* Instructions for the task *
Retype the entries exactly; omit all pictures.

○ ○ ○ ○ ○ ○ ○

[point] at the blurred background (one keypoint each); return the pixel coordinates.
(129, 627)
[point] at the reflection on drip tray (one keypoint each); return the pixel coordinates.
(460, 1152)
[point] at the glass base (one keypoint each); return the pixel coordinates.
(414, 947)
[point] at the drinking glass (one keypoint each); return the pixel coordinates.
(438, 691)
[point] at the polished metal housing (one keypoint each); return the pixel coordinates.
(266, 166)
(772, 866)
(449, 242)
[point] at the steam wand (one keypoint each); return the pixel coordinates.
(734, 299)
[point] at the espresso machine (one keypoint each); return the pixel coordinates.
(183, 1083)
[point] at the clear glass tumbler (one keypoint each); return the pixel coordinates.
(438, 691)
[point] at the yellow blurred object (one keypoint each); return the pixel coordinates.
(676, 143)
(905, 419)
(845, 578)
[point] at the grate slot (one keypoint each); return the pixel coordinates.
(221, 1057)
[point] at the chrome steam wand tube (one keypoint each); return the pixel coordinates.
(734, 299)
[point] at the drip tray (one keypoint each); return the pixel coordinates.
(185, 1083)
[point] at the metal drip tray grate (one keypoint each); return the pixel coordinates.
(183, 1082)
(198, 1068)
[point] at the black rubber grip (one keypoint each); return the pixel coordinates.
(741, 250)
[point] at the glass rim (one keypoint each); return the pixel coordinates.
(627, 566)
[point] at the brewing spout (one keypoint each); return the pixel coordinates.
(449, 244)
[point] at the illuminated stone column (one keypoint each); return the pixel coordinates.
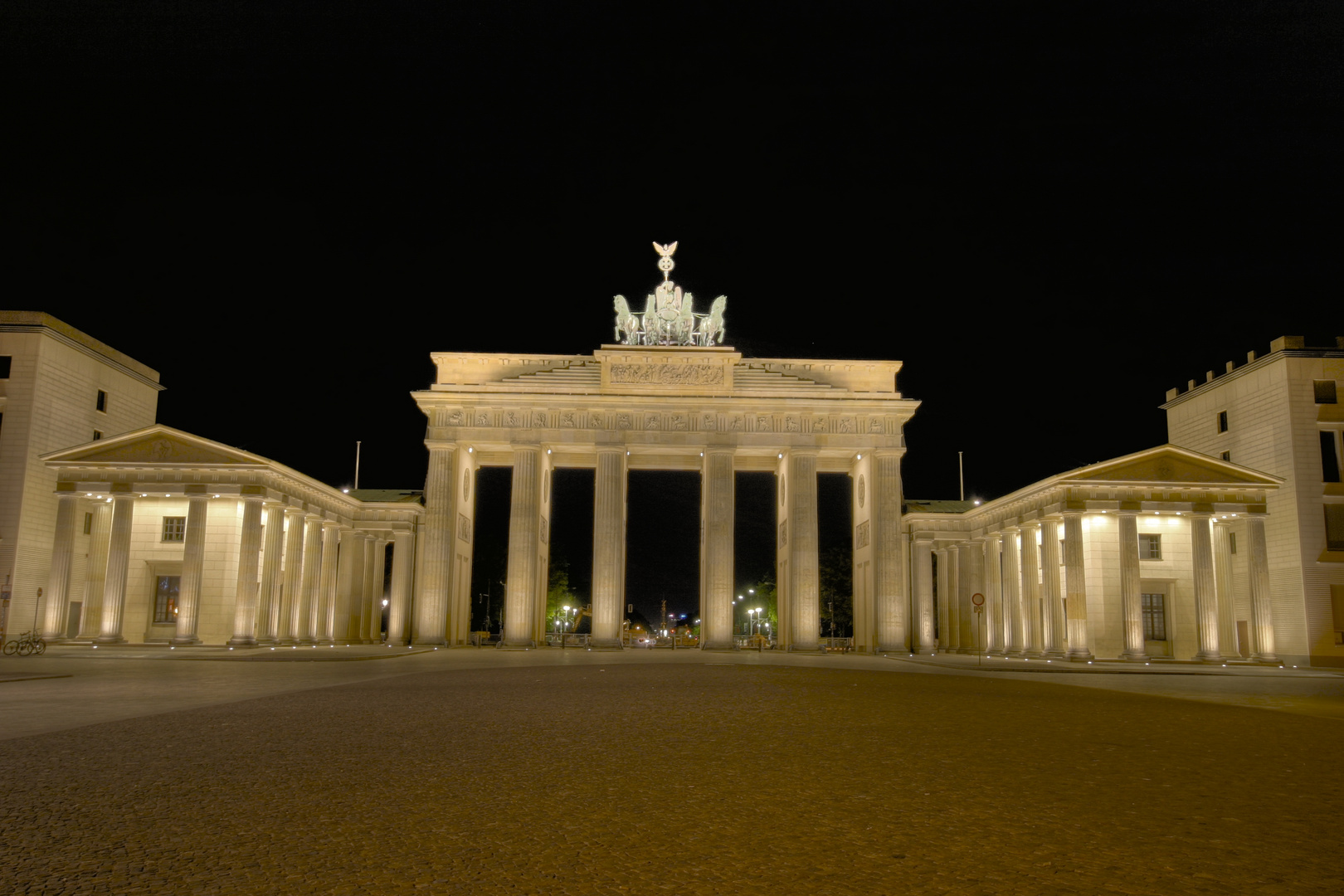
(305, 606)
(1205, 589)
(1224, 582)
(609, 547)
(95, 570)
(324, 609)
(889, 574)
(1131, 585)
(1051, 602)
(1262, 611)
(375, 567)
(944, 563)
(993, 596)
(1075, 589)
(292, 582)
(925, 641)
(717, 507)
(272, 557)
(804, 572)
(437, 561)
(403, 570)
(1031, 587)
(524, 547)
(245, 592)
(1012, 592)
(119, 563)
(955, 598)
(62, 567)
(192, 571)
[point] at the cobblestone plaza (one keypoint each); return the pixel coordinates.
(660, 772)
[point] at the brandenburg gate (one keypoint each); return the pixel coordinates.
(668, 395)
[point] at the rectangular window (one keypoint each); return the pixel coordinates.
(166, 599)
(1335, 527)
(1329, 458)
(1149, 547)
(175, 528)
(1155, 617)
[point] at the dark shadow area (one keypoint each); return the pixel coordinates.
(663, 542)
(489, 559)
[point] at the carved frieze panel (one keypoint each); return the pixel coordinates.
(667, 373)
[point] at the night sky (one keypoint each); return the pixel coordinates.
(1050, 212)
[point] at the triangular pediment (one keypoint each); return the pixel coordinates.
(1172, 465)
(151, 446)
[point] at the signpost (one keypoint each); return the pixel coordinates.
(979, 599)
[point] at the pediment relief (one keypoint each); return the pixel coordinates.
(1172, 466)
(155, 448)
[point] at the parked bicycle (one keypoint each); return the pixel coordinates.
(26, 644)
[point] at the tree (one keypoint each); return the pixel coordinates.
(836, 587)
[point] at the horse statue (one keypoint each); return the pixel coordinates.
(711, 331)
(626, 324)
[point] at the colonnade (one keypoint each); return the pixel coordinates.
(301, 579)
(1030, 613)
(799, 585)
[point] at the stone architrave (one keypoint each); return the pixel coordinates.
(609, 486)
(62, 567)
(245, 592)
(95, 571)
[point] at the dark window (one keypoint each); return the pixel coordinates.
(1155, 617)
(166, 599)
(1335, 527)
(175, 528)
(1329, 458)
(1149, 547)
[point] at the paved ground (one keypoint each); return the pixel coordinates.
(644, 772)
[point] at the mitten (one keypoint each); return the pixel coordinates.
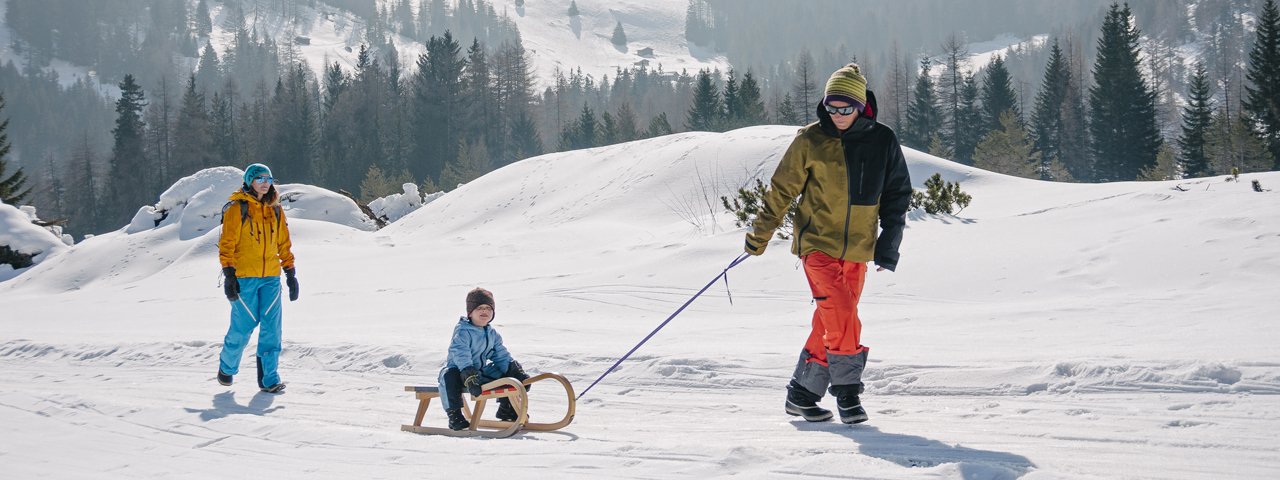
(517, 371)
(289, 279)
(755, 246)
(231, 286)
(471, 380)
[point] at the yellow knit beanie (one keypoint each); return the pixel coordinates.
(848, 85)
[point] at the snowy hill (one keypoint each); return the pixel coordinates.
(551, 36)
(1046, 332)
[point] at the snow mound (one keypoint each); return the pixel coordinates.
(195, 205)
(397, 205)
(24, 238)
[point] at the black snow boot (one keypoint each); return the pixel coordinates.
(850, 407)
(506, 412)
(804, 403)
(456, 420)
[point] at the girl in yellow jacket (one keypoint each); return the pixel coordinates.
(254, 250)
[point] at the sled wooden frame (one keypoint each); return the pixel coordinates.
(504, 387)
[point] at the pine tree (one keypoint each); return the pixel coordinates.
(209, 74)
(1047, 115)
(997, 95)
(627, 127)
(608, 129)
(1232, 144)
(82, 197)
(731, 115)
(704, 113)
(787, 112)
(526, 141)
(126, 192)
(12, 184)
(750, 103)
(1121, 105)
(1008, 150)
(204, 24)
(581, 133)
(1196, 120)
(620, 37)
(658, 126)
(159, 133)
(922, 117)
(222, 118)
(485, 113)
(437, 112)
(293, 119)
(969, 129)
(472, 163)
(950, 92)
(805, 91)
(1075, 155)
(193, 147)
(1264, 94)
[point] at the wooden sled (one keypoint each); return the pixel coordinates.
(504, 387)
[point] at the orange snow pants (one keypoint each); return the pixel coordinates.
(837, 286)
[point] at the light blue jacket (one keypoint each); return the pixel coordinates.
(478, 347)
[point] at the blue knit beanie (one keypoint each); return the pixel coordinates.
(254, 172)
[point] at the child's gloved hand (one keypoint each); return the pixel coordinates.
(517, 371)
(471, 380)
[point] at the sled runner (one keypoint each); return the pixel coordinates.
(504, 387)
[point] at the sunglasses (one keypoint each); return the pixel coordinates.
(839, 110)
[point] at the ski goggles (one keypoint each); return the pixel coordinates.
(839, 110)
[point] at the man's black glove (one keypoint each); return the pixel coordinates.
(231, 286)
(289, 279)
(517, 371)
(471, 380)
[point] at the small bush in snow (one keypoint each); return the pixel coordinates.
(940, 196)
(749, 202)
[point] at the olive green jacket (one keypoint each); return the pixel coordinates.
(846, 182)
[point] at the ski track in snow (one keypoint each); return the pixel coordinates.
(1050, 330)
(350, 412)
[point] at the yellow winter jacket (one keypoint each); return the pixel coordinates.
(846, 182)
(255, 242)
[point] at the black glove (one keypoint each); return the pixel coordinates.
(471, 380)
(289, 279)
(231, 286)
(755, 246)
(517, 371)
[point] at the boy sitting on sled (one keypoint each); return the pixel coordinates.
(476, 356)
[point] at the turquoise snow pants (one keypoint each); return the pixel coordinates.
(451, 392)
(259, 306)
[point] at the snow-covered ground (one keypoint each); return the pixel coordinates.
(556, 40)
(551, 36)
(1047, 332)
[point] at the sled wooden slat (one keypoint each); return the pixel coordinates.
(507, 388)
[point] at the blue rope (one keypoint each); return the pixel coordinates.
(725, 274)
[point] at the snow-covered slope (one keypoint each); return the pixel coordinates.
(1047, 332)
(557, 40)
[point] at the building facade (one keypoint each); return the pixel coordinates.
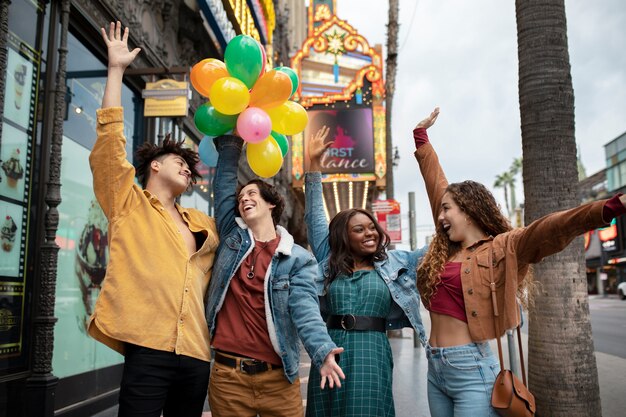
(605, 248)
(53, 236)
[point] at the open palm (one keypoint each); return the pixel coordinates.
(117, 43)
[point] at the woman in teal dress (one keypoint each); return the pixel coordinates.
(364, 290)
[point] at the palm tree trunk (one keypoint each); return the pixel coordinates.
(562, 366)
(390, 86)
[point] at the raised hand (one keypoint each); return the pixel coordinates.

○ ○ ○ ○ ○ ○ ○

* Your response *
[point] at the blurred background (one keypoint each); return the pixel coordinates.
(129, 627)
[point] at the reflection on drip tray (one keypoint each); return the pixel coordinates.
(460, 1152)
[point] at the glass base (one keypoint each); return the pixel coordinates.
(414, 947)
[point] at the drinking glass (one keypoint each); return the pixel coordinates.
(438, 691)
[point] at the polished metal housing (one keypoint each); return the pixel coordinates.
(266, 166)
(772, 866)
(449, 242)
[point] at the steam wand (one keypoint each); return the pixel coordinates.
(734, 299)
[point] at the espresso machine (one keypoint each); return the pixel coordinates.
(183, 1083)
[point] at the clear glass tumbler (one keypoint each); return the pixel coordinates.
(438, 691)
[point] at the yellow blurred object (one keypoint each); return the pixel coordinates.
(676, 143)
(905, 419)
(845, 578)
[point] at the grate slot (one keypoint each); return the pixel coordinates.
(221, 1057)
[point] at the chrome steam wand tube (one keypoint each); return the pixel coordinates.
(734, 299)
[point] at the drip tray (one keypoint each); return the pixel coordinates.
(185, 1083)
[point] at the metal drip tray grate (one keypoint each); return the pixel coordinates.
(183, 1082)
(198, 1068)
[point] at the black rubber grip (one keypoint each); return the pixel coordinates.
(741, 250)
[point] at the glass rim (one keypoint each); return the pixel coordinates.
(627, 566)
[point] at the brewing spout (one keypoint each); return the pixel coordinates.
(449, 244)
[point] at the illuminated stone column (one keypoint each); return the pixel coordinates.
(305, 606)
(1205, 589)
(1224, 582)
(609, 547)
(95, 570)
(324, 609)
(889, 574)
(1131, 585)
(1051, 602)
(1262, 611)
(375, 567)
(944, 563)
(993, 596)
(1075, 589)
(292, 582)
(925, 641)
(717, 507)
(272, 557)
(804, 572)
(437, 561)
(403, 570)
(1031, 587)
(524, 547)
(245, 592)
(1012, 592)
(119, 563)
(955, 598)
(62, 567)
(192, 571)
[point] at the cobblestone plaza (one keypoint each); return the pixel coordinates.
(660, 772)
[point] at the brandenburg gate (one keypoint each); return the pixel coordinates.
(668, 395)
[point] at the rectangular window (one keypoint each); return the pixel coordinates.
(166, 599)
(1335, 527)
(1329, 458)
(1149, 547)
(175, 528)
(1155, 617)
[point] at the dark shadow area (one keypoint each); return the pixel coordinates.
(663, 542)
(489, 559)
[point] at the carved frieze panel (one keypoint each); return the pixel coordinates.
(667, 373)
[point] at the night sky (one keypoint each); return the pixel coordinates.
(1050, 212)
[point] at the triangular pediment (one keypoint each); return the pixel coordinates.
(1172, 465)
(151, 446)
[point] at the signpost (one keypoint each); return the pixel coordinates.
(979, 599)
[point] at the pediment relief (one keypoint each); return the pixel coordinates.
(1172, 466)
(155, 448)
[point] at the parked bicycle (one keypoint each); return the pixel coordinates.
(26, 644)
[point] at the tree (one keypoint each); return the pixel coordinates.
(836, 587)
[point] at the horse statue (one keypoint each); return the pixel coordinates.
(711, 331)
(626, 324)
[point] at the colonnade (one keypoint each); return the pixel coordinates.
(301, 579)
(1030, 613)
(799, 585)
[point] at the stone architrave (one keypoint each); return the pixel coordinates.
(609, 486)
(62, 567)
(245, 592)
(95, 571)
[point] at the dark window (one keypoint each); return the pixel coordinates.
(1155, 617)
(166, 599)
(1335, 527)
(175, 528)
(1329, 458)
(1149, 547)
[point] at the paved ground (one keypoint each); return the pixel coordinates.
(644, 772)
[point] at the mitten (one keypoint each); return the pixel coordinates.
(517, 371)
(289, 279)
(755, 246)
(231, 286)
(471, 380)
[point] at the yellow knit beanie (one keypoint each); return the pixel coordinates.
(848, 85)
[point] at the snowy hill (one keypoint each); return the pixel coordinates.
(551, 36)
(1046, 332)
[point] at the snow mound (one keypoint each); return the pixel coordinates.
(195, 205)
(397, 205)
(24, 238)
[point] at the black snow boot (one keypoint each); return the pixel coordinates.
(850, 407)
(506, 412)
(804, 403)
(456, 420)
[point] at the girl in yellow jacket (one keypoint each); return the pixel coordinates.
(254, 250)
[point] at the sled wooden frame (one keypoint each); return the pixel coordinates.
(504, 387)
[point] at the pine tree (one keypoint each); return the pixel coordinates.
(209, 74)
(1047, 115)
(997, 95)
(627, 127)
(608, 129)
(1232, 144)
(82, 197)
(731, 115)
(704, 113)
(787, 112)
(526, 141)
(126, 192)
(12, 184)
(750, 103)
(1121, 105)
(1008, 150)
(204, 24)
(581, 133)
(1196, 120)
(620, 37)
(658, 126)
(159, 133)
(922, 117)
(222, 118)
(485, 113)
(437, 112)
(293, 119)
(969, 129)
(472, 163)
(950, 92)
(805, 91)
(1075, 155)
(193, 147)
(1264, 94)
[point] at the wooden sled (one keypoint each); return the pixel coordinates.
(504, 387)
[point] at the orange snow pants (one keypoint each); return the pixel coordinates.
(837, 286)
[point] at the light blue jacket (one keypoint each); return the pixel coordinates.
(478, 347)
[point] at the blue knit beanie (one keypoint each); return the pixel coordinates.
(254, 172)
[point] at the child's gloved hand (one keypoint each); return the pixel coordinates.
(517, 371)
(471, 380)
[point] at the sled runner (one keypoint each); return the pixel coordinates.
(504, 387)
[point] at the sunglasses (one keypoint each); return the pixel coordinates.
(839, 110)
[point] at the ski goggles (one keypoint each); return the pixel coordinates.
(839, 110)
[point] at the man's black glove (one keypoint each); return the pixel coordinates.
(231, 286)
(289, 279)
(517, 371)
(471, 380)
[point] at the small bush in snow (one keypoint each); return the pixel coordinates.
(940, 196)
(749, 202)
[point] at the olive green jacket (one keypoint each); return the pixel coordinates.
(846, 182)
[point] at the ski track in snow (one keypoint each); return the pixel coordinates.
(1050, 330)
(350, 412)
[point] at the yellow winter jacket (one keypoint each); return the pixel coordinates.
(846, 182)
(255, 242)
[point] at the black glove (one keypoint each); return the pixel coordinates.
(471, 380)
(289, 279)
(231, 286)
(755, 246)
(517, 371)
[point] at the boy sitting on sled (one keypoint each); return the pixel coordinates.
(476, 356)
[point] at the turquoise snow pants (one keypoint each); return the pixel coordinates.
(451, 392)
(259, 306)
[point] at the snow-covered ground (one keypoint each); return the pixel coordinates.
(556, 40)
(551, 36)
(1047, 332)
[point] at the sled wooden slat (one keypoint each); return the pixel coordinates.
(507, 388)
[point] at the blue rope (one keypoint each); return the pixel coordinates.
(725, 274)
[point] at the snow-covered slope (one keypoint each); return the pixel coordinates.
(1047, 332)
(557, 40)
[point] at the building facade (one keypoint each); return the pixel coordinates.
(605, 248)
(53, 236)
[point] at the open palm (one keypoint each); return the pixel coordinates.
(117, 43)
[point] at the woman in teal dress (one keypoint each); return the pixel coordinates.
(364, 290)
[point] at the palm tree trunk (one keypoint each); return the pixel coordinates.
(562, 366)
(390, 86)
[point] at the raised hand (one keypoint each); return the pixel coordinates.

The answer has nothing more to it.